* SUPPLIED MATERIAL *
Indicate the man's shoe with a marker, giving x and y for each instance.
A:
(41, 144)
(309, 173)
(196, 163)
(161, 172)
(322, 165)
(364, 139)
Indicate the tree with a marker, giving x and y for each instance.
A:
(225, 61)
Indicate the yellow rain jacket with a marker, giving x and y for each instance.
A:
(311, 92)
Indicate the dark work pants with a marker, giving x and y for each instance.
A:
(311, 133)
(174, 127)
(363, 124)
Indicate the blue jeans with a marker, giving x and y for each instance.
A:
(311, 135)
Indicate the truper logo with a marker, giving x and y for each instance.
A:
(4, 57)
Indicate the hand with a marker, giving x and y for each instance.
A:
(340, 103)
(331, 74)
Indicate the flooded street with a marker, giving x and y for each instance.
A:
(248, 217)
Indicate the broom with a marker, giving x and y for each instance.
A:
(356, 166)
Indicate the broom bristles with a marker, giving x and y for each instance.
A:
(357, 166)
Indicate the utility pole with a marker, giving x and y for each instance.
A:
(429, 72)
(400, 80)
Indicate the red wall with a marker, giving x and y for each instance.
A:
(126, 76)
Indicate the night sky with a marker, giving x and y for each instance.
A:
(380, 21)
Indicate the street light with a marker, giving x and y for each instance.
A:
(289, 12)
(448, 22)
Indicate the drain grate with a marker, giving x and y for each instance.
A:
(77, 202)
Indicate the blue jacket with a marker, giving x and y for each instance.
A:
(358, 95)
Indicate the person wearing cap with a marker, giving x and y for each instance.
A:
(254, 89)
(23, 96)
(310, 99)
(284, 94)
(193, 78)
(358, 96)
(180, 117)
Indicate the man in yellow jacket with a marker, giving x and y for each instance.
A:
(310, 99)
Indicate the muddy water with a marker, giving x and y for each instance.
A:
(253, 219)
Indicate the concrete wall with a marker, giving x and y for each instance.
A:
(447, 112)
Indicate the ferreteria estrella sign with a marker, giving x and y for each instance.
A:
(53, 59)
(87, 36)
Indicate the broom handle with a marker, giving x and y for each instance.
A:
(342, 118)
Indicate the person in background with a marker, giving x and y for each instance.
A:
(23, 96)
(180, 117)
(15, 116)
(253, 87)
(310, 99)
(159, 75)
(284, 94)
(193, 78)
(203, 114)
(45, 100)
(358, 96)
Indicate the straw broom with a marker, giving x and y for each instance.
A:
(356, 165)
---
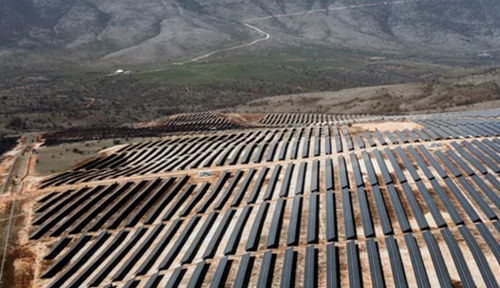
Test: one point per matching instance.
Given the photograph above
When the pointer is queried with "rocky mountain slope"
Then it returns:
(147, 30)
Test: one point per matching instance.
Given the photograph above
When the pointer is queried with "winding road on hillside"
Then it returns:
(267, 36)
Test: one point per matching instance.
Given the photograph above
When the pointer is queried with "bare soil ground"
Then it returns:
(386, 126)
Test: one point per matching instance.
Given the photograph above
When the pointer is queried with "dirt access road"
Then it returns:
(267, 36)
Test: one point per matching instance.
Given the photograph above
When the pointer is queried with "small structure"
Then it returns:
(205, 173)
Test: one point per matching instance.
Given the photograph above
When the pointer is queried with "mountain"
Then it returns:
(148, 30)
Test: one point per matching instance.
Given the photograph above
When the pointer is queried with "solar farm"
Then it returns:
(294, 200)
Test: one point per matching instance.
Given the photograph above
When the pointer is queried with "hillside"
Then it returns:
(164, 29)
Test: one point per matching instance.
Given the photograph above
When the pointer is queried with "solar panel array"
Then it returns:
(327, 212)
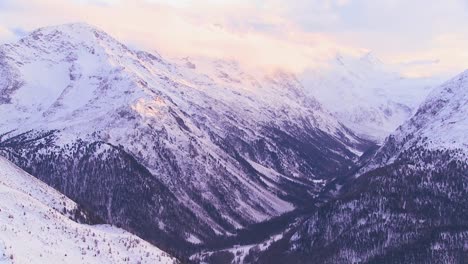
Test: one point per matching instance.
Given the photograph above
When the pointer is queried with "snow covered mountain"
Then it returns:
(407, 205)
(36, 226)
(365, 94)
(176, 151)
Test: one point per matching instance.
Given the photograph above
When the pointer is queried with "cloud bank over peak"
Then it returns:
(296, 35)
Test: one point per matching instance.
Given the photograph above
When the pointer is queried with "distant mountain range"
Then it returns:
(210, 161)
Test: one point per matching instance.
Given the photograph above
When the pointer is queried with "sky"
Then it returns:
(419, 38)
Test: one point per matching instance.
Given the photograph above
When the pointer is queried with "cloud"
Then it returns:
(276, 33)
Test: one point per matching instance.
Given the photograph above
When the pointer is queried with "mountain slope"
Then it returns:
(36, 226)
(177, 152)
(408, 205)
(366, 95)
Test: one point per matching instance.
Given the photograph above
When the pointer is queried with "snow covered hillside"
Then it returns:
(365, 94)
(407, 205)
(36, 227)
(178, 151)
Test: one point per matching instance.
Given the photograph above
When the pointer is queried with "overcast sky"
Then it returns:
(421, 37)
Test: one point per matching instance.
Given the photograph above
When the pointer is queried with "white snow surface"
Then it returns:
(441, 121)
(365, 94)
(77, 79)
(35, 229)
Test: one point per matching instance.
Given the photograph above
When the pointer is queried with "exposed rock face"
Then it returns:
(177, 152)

* WHAT YOU HAVE TO DO *
If a line in the records above contains "cloud", copy that line.

* SOLUTION BELOW *
When the pointer is queried with "cloud bank over peak"
When the pointer is queried with "cloud"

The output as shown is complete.